| Your tasks |
- 1) In the forum post about the NHS still running XP, which hardware does the poster suggest standardizing on?
- 2) Pick up the forum post about the NHS still running XP after its final sentence and write what comes next.

| Source passage |
• • •
General / Off-Topic NHS still on XP

so the NHS is still, like many government departments, mainly running on XP.

I'm outside my IT expertise here but given the NHS mainly uses computers for low power mundane tasks like email, appointment booking, letters, patient records etc. is that not well within the ability of Linux and a Raspberry pi 3?
the NHS is big enough to have a permanent team developing nhsOS for the raspberry pi 3.

It could be built from the ground up as a dedicated OS for the NHS, with all the bits it needs and none of the stuff it doesn't. If the hardware was standardised on the RP3 in a standard case, then it could be easy to deploy, the hardware would be dirt cheap (imagine the bulk discount on 100ks of RP3s) keyboards, monitors and mice are already there. PSU's are cheap and easy. Power consumption is low, foot print is small.
They could take the opportunity to make a light and efficient system for the general NHS tasks. obviously some stuff like diagnostics, MRI scanners etc would need dedicated PC's and software but the saving on having a 100 or so developers doing just nhsOS and the apps for it would be huge? Lets say 100k per year per dev, 250 of them inc admin and management - £250k a year in wages and the same in office space. £500k for all the main NHSs IT needs.
• • •
| Dataset extract |

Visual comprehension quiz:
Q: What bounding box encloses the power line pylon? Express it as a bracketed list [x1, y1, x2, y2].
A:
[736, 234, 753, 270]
• • •
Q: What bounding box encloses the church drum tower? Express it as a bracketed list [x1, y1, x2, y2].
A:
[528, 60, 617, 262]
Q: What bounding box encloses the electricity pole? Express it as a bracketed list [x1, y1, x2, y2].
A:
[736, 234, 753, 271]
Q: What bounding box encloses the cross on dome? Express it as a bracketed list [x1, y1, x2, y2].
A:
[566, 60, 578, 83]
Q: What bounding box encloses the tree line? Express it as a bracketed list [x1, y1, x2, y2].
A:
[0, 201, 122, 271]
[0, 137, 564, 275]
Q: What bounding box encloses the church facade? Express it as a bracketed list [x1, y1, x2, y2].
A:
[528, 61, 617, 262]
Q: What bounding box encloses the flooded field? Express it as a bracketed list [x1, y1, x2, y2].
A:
• • •
| Answers for the tasks |
- 1) The Raspberry Pi 3, in a standard case.

- 2)
OK you'd still need server and data centres but that's the same as now. You wouldn't be stuck with the same obsolescence and upgrade issues. The NHS could still be using the same hardware and OS in 20 years time if the OS is maintained. even if the RP3 becomes end of life, the NHS could just buy the licence and continue production or simply migrate to the RP6 or whatever.

Am I mad? Anyone with Linux and IT experience?
 
I haven't worked with the NHS for donkeys, but a lot depends on who is the current "preferred provision partner" of the week. Wether it's ECS, Syntegra, Fujitsu Siemens, CSC, whoever - they will find some way of creating some huge rollout upgrade project, gobble up all the cash, deliver less than nothing, and make such a mess that the next "preferred provision partner" is woken up to do the exact same thing over and over again :(
 
I haven't worked with the NHS for donkeys, but a lot depends on who is the current "preferred provision partner" of the week. Wether it's ECS, Syntegra, Fujitsu Siemens, CSC, whoever - they will find some way of creating some huge rollout upgrade project, gobble up all the cash, deliver less than nothing, and make such a mess that the next "preferred provision partner" is woken up to do the exact same thing over and over again :(
yeah, that seems to be the current cycle

I can't help but feel that this is an area where the model of contracting private suppliers is poor.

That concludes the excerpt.